◆ **How to complete this task**
In the entries below, find the string "bike" and return each line holding it.
--------------------
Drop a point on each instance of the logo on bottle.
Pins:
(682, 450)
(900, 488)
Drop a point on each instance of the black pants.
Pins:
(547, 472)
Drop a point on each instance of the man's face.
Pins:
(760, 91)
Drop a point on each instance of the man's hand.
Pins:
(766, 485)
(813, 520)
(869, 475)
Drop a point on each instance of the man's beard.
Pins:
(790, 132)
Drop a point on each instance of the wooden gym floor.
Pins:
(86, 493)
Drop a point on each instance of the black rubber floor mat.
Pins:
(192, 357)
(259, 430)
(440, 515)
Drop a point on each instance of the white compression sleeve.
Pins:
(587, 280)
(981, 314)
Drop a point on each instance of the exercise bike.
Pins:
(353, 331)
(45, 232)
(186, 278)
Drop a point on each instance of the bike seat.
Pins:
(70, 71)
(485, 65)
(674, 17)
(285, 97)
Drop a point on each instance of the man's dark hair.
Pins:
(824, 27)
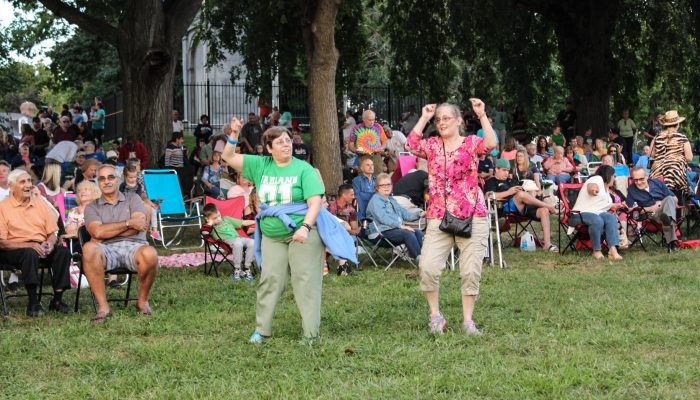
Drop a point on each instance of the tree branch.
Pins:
--------------------
◆ **Problem solution**
Drop a point on each instance of the exercise bike.
Drop a point on each instance of the bike seat.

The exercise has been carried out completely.